TEXTO DE LECTURA:
****************************************
En una esquina de la plaza Murillo, los bocetos toman ahora “revancha” en el Patio de Cristal del MNA. Junto a ellos, una pequeña muestra de la colección comprada a la familia formada por 152 pinturas de caballete y los citados bocetos junto a cartas, escritos, fotografías y unos cuantos rollos de películas (una de ellas es una entrevista al maestro en la extinta Televisión de la Yugoslavia de Tito). Entre las obras —una pequeña parte de ellas se exhibe desde el martes— hay cuadros como La paraguaya, en tributo a la mujer que le ayudara a escapar tras permanecer tres años presos en Paraguay por la Guerra del Chaco.
****************************************
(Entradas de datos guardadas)
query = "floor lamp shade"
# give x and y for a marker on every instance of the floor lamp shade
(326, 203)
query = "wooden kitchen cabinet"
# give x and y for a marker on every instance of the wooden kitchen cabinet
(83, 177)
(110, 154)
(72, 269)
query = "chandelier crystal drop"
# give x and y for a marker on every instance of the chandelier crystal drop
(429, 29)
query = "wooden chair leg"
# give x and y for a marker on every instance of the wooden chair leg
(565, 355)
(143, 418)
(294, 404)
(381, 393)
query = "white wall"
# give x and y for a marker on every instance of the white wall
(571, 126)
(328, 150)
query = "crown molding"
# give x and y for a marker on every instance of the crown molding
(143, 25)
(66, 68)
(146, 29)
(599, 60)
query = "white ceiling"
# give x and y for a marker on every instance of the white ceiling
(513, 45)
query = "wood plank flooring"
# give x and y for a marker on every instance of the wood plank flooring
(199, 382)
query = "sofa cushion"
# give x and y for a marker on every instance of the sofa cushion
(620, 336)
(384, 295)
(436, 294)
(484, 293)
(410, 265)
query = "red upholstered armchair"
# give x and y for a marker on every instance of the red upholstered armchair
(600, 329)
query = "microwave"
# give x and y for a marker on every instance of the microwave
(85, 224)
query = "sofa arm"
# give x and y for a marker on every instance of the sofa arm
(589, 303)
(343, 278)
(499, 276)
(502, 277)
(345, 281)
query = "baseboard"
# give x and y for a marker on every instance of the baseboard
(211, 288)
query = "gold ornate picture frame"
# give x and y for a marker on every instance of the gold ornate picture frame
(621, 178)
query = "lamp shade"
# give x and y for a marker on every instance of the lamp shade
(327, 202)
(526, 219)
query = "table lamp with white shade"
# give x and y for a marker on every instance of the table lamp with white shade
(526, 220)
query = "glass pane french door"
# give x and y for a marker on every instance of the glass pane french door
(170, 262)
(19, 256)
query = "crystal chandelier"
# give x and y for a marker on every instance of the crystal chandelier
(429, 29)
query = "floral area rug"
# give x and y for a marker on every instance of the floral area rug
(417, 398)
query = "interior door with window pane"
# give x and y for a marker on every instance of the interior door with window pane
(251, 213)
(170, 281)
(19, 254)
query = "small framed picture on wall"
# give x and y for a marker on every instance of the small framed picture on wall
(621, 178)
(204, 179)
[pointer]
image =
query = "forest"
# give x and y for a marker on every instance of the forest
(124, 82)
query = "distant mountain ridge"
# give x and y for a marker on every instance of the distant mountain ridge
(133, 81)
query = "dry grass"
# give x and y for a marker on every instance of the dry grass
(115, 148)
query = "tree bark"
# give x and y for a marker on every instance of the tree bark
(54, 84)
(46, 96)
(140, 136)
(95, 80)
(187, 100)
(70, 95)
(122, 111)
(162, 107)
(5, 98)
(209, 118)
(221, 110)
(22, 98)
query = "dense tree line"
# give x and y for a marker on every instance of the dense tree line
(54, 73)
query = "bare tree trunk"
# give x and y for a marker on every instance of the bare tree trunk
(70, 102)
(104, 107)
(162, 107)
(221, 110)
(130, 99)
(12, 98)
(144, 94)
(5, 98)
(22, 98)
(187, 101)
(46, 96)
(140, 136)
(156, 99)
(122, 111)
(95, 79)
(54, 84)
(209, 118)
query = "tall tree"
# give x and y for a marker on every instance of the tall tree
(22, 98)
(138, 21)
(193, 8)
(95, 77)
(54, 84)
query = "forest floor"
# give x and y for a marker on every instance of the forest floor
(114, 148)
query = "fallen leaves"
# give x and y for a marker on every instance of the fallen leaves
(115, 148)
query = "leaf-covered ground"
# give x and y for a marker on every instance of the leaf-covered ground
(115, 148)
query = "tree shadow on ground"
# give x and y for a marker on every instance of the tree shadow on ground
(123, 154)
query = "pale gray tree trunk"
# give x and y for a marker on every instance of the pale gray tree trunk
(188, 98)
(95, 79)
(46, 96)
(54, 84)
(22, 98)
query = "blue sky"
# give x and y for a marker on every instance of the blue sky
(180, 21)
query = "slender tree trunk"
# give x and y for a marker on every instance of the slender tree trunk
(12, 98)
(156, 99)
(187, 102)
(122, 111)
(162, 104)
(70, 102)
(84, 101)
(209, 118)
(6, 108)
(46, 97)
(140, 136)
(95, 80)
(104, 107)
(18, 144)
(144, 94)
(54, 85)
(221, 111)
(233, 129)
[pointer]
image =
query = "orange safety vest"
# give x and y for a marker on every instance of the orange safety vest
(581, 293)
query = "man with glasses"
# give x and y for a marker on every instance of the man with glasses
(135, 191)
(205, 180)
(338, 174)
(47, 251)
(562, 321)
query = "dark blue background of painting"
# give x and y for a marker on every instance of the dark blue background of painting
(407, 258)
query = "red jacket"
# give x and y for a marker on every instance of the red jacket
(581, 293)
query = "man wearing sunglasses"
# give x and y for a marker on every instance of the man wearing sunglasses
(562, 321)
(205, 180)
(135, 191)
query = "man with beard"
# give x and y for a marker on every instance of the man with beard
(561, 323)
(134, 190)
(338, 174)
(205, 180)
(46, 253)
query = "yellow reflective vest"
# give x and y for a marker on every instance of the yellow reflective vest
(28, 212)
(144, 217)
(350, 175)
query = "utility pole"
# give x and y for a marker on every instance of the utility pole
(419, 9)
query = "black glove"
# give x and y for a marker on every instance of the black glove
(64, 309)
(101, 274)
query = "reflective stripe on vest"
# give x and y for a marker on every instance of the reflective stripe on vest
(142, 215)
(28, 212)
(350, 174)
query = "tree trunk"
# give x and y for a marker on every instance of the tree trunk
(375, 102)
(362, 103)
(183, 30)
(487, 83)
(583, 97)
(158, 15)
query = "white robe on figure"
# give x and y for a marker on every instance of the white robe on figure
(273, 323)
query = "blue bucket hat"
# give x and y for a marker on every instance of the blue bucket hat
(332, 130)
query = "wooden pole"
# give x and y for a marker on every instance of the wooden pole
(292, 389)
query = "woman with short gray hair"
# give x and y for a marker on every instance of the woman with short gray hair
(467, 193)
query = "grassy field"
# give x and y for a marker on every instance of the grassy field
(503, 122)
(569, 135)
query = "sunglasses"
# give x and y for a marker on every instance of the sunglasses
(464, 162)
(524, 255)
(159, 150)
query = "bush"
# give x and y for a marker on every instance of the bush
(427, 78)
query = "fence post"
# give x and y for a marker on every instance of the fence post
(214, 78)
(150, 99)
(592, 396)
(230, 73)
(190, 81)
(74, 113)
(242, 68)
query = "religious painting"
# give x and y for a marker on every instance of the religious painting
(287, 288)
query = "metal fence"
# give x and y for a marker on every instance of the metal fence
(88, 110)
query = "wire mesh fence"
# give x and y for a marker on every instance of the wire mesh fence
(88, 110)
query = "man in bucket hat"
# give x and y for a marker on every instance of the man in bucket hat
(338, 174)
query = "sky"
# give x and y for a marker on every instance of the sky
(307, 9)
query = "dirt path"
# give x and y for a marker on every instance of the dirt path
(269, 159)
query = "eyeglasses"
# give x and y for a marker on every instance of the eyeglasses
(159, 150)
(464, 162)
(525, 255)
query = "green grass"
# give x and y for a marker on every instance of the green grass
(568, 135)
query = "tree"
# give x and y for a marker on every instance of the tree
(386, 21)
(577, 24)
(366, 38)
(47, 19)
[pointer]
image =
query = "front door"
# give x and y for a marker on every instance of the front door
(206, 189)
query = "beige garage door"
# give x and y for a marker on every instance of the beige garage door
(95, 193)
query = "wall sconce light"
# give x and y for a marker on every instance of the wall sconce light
****************************************
EJERCICIOS PROPUESTOS:
A) Indica si cada afirmación concuerda con el fragmento sobre la muestra del MNA y cita las palabras que lo deciden: (i) la colección comprada a la familia incluye 152 pinturas de caballete; (ii) todas las obras de la colección se exhiben desde el martes; (iii) los bocetos se muestran en el Patio de Cristal del MNA.
B) Transcribe del fragmento sobre la muestra del MNA el pasaje que empieza con "En una esquina" y sigue hasta "Guerra del Chaco.".
Las entradas no guardan relación con el fragmento sobre la muestra del MNA.

SOLUCIONARIO:
A)
(i) Sí: «formada por 152 pinturas de caballete».
(ii) No: «una pequeña parte de ellas se exhibe desde el martes».
(iii) Sí: «los bocetos toman ahora “revancha” en el Patio de Cristal del MNA».

B)
En una esquina de la plaza Murillo, los bocetos toman ahora “revancha” en el Patio de Cristal del MNA. Junto a ellos, una pequeña muestra de la colección comprada a la familia formada por 152 pinturas de caballete y los citados bocetos junto a cartas, escritos, fotografías y unos cuantos rollos de películas (una de ellas es una entrevista al maestro en la extinta Televisión de la Yugoslavia de Tito). Entre las obras —una pequeña parte de ellas se exhibe desde el martes— hay cuadros como La paraguaya, en tributo a la mujer que le ayudara a escapar tras permanecer tres años presos en Paraguay por la Guerra del Chaco.